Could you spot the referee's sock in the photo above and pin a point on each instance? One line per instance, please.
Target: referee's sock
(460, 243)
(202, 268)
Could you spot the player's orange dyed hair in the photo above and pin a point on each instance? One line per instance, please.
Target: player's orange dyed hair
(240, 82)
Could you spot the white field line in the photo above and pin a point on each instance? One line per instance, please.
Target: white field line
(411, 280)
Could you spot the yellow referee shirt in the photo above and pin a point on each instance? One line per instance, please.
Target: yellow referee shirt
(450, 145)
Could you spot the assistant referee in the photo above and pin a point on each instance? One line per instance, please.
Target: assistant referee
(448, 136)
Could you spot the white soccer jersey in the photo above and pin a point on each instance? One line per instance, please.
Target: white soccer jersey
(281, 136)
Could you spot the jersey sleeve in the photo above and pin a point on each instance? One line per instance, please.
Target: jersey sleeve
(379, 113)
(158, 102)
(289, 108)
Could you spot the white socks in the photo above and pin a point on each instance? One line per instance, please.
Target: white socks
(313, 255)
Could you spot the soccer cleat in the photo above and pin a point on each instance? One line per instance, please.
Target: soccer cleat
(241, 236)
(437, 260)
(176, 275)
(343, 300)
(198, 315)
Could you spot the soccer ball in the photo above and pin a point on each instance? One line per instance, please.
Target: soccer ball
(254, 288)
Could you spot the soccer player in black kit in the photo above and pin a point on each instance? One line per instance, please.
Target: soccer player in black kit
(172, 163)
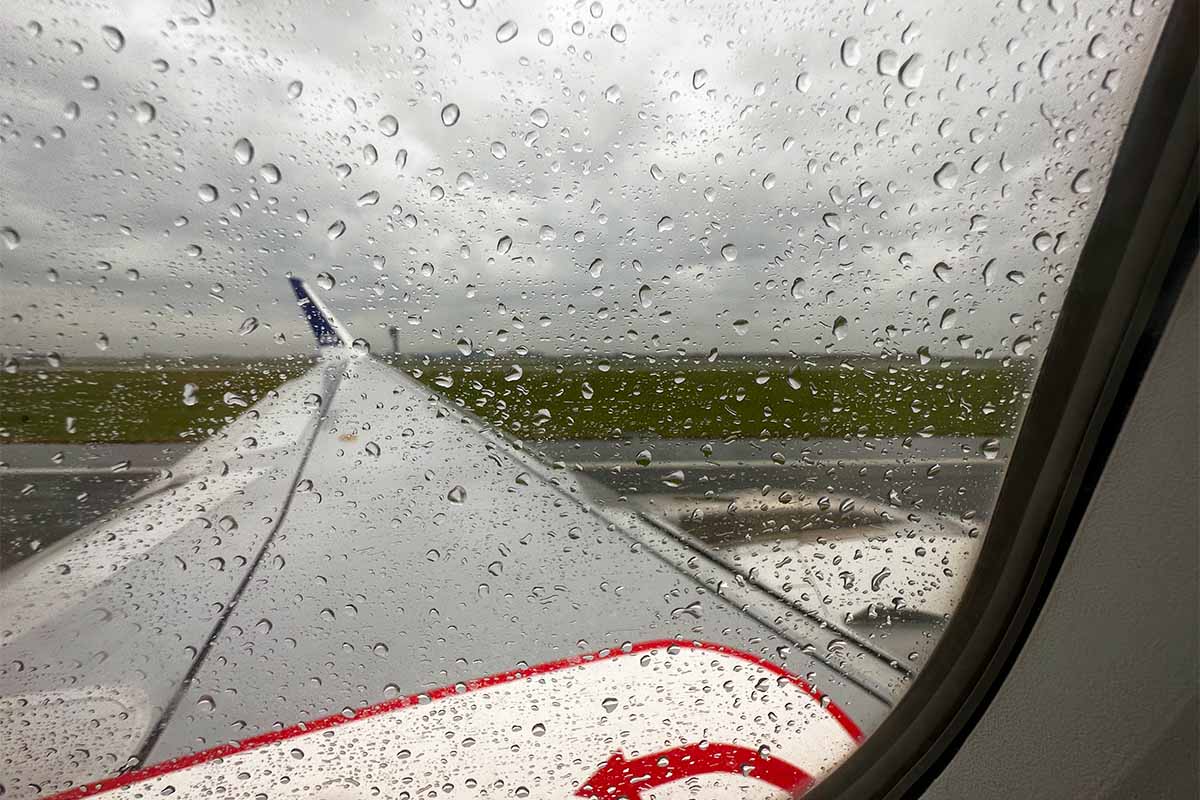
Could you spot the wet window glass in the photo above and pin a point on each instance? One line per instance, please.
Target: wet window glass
(515, 400)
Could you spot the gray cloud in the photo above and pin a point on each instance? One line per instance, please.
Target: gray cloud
(852, 206)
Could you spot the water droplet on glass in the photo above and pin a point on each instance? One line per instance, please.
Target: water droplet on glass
(912, 72)
(887, 64)
(144, 113)
(851, 52)
(243, 151)
(1083, 182)
(947, 176)
(113, 37)
(507, 31)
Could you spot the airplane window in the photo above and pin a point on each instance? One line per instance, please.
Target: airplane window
(515, 400)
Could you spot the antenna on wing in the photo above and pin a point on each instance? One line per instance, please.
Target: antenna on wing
(325, 328)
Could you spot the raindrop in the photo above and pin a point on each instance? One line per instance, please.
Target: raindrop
(1098, 47)
(645, 296)
(1083, 182)
(507, 31)
(912, 72)
(113, 37)
(947, 175)
(888, 62)
(144, 113)
(243, 151)
(851, 52)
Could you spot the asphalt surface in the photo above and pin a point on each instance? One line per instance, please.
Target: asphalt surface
(47, 492)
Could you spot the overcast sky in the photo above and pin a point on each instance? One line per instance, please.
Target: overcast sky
(850, 145)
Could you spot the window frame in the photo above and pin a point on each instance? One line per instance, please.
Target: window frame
(1092, 360)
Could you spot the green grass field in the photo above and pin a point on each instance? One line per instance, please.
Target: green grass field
(549, 401)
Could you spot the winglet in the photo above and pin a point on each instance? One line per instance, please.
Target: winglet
(329, 331)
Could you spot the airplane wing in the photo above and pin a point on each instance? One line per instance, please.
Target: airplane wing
(355, 537)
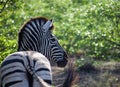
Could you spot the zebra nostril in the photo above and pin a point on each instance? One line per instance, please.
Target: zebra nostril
(62, 63)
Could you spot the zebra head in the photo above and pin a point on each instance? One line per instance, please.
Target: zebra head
(36, 35)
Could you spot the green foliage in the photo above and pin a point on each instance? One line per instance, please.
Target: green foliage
(91, 26)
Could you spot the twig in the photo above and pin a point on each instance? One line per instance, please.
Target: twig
(1, 10)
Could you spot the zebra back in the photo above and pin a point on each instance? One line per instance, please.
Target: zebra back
(13, 71)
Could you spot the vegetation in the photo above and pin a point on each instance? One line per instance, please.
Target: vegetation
(90, 28)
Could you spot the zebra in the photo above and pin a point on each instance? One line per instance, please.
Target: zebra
(36, 38)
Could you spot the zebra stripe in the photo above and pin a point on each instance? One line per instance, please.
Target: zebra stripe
(14, 70)
(36, 35)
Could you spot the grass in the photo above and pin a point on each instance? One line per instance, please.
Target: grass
(105, 75)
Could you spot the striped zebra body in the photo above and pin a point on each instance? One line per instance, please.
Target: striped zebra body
(35, 35)
(15, 68)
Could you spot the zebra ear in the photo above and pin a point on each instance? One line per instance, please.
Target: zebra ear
(47, 25)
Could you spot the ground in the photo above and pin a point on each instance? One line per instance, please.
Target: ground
(106, 74)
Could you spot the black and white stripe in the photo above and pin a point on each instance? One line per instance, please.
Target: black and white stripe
(25, 69)
(36, 35)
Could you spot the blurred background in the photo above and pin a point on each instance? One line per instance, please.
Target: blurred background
(85, 28)
(89, 31)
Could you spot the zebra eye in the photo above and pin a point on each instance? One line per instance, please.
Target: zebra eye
(53, 39)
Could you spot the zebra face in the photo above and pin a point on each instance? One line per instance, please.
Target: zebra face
(57, 52)
(36, 35)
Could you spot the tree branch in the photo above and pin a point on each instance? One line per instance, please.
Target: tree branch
(1, 10)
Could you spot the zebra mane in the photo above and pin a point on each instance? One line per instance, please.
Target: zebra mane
(34, 26)
(40, 19)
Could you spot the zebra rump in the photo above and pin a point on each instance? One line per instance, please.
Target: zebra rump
(25, 69)
(30, 69)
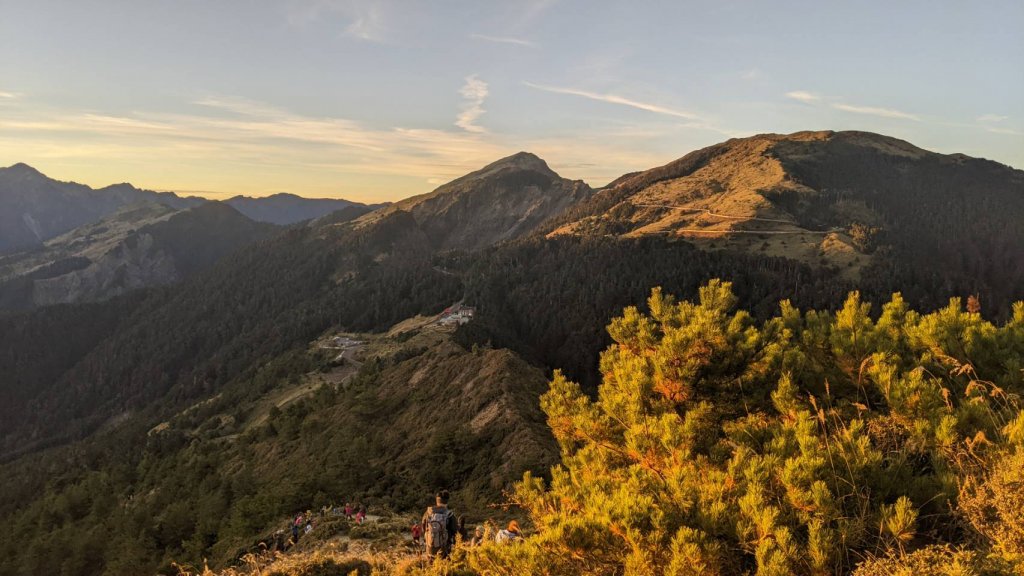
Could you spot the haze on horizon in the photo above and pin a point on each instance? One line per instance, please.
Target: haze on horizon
(377, 100)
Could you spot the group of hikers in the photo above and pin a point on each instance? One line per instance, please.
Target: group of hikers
(304, 523)
(439, 528)
(434, 534)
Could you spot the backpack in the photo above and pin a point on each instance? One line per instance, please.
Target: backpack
(436, 532)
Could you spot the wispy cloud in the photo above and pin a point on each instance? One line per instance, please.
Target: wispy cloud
(1007, 131)
(804, 96)
(616, 99)
(368, 25)
(503, 40)
(992, 118)
(873, 111)
(364, 19)
(474, 91)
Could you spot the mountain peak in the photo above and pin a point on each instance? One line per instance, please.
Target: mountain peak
(23, 169)
(521, 161)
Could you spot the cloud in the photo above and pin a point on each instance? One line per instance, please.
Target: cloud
(369, 25)
(1008, 131)
(366, 18)
(503, 40)
(616, 99)
(474, 91)
(872, 111)
(991, 118)
(804, 96)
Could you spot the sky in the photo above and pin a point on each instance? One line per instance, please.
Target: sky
(377, 99)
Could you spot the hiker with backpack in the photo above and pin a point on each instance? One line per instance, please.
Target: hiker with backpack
(439, 527)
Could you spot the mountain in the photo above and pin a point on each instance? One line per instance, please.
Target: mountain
(183, 421)
(503, 201)
(138, 246)
(287, 209)
(862, 205)
(35, 208)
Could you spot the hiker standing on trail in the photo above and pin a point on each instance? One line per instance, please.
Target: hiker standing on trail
(439, 527)
(510, 534)
(477, 536)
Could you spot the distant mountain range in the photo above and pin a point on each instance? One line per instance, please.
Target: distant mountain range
(287, 209)
(35, 208)
(205, 412)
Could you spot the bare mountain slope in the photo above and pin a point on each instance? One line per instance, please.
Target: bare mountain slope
(35, 208)
(848, 200)
(138, 246)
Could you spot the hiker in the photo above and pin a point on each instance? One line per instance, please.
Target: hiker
(510, 534)
(477, 536)
(439, 527)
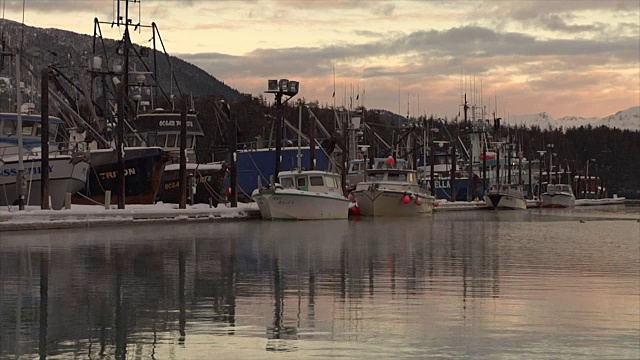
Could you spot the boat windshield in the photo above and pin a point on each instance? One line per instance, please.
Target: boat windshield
(287, 182)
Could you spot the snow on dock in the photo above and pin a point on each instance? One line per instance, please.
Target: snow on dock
(94, 215)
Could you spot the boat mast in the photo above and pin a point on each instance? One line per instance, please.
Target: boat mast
(20, 180)
(299, 139)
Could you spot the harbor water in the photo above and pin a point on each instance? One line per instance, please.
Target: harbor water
(534, 284)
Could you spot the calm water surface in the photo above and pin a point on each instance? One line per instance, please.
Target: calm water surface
(474, 284)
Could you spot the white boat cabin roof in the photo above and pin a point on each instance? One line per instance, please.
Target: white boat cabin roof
(559, 187)
(310, 180)
(400, 175)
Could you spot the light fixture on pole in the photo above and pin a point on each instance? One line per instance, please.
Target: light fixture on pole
(279, 88)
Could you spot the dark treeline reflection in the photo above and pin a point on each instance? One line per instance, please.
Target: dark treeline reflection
(124, 293)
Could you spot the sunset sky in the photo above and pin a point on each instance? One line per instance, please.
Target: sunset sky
(575, 57)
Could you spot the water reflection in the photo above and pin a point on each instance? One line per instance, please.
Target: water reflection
(481, 284)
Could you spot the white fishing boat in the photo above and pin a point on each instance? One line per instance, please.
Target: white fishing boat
(506, 196)
(303, 195)
(392, 192)
(558, 196)
(67, 174)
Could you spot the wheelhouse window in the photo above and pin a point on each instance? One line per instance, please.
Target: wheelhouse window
(161, 140)
(316, 181)
(53, 131)
(286, 183)
(27, 128)
(171, 140)
(331, 182)
(397, 177)
(8, 127)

++++++++++

▸ **What is expected**
Locate "Target: white fishing boat" in the material, then quote the line that contains it and all lines after it through the final one.

▸ **Output**
Target: white fishing boat
(506, 196)
(303, 195)
(392, 192)
(558, 196)
(67, 174)
Could you spot the wheelhouse window in the photo above and pin a point on each instance? One line per instance, please.
Target: wheelhouse window
(161, 140)
(316, 181)
(53, 131)
(286, 183)
(27, 128)
(171, 140)
(331, 182)
(397, 177)
(8, 127)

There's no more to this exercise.